TASK SET →
1 > Summarize the post on counts and scaling in two sentences.
2 > Transcribe the post on counts and scaling between "In the example" and "spaces they inhabit.", inclusive.

Taming Numbers: Counts, Scaling, and When They Matter
After working through the first couple chapters of Feature Engineering for Machine Learning, I really wanted to centralize all the subtlties related to how we represent and transform our data before any of it ever sees a model. This post covers some of these foundations: how to deal with counts, when and why to scale your features, and some of the gotchas that nobody warns you about until you’ve already shipped something questionable.
Setting the Stage: Scalars, Vectors, and Spaces
Before diving into transforms, it’s worth grounding ourselves in the language we’ll be using. Features live in vector spaces, and the way we manipulate those spaces matters.
In the example below, we’re viewing the row and column spaces of our data & features as well as how to represent them geometrically. Something that isn’t represented is the NULL space and that can be considered a space where vectors can’t reach.
Overview of scalars, vectors, and the spaces they inhabit.

GIVEN MATERIAL →
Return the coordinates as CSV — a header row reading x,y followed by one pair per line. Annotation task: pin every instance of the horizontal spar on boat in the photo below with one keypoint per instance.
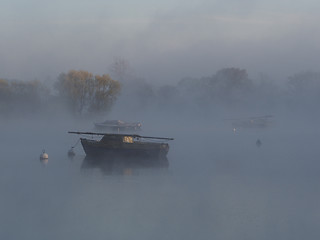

EXERCISE RESPONSES →
1 > After the first chapters of Feature Engineering for Machine Learning, the post gathers the finer points of representing and transforming data before it reaches a model, covering how to handle counts, when and why to scale features, and pitfalls nobody warns about. It starts by grounding the discussion in vector spaces, viewing the row and column spaces of data and features geometrically, and notes that the null space, a space vectors can't reach, isn't shown.

2 >
In the example below, we’re viewing the row and column spaces of our data & features as well as how to represent them geometrically. Something that isn’t represented is the NULL space and that can be considered a space where vectors can’t reach.
Overview of scalars, vectors, and the spaces they inhabit.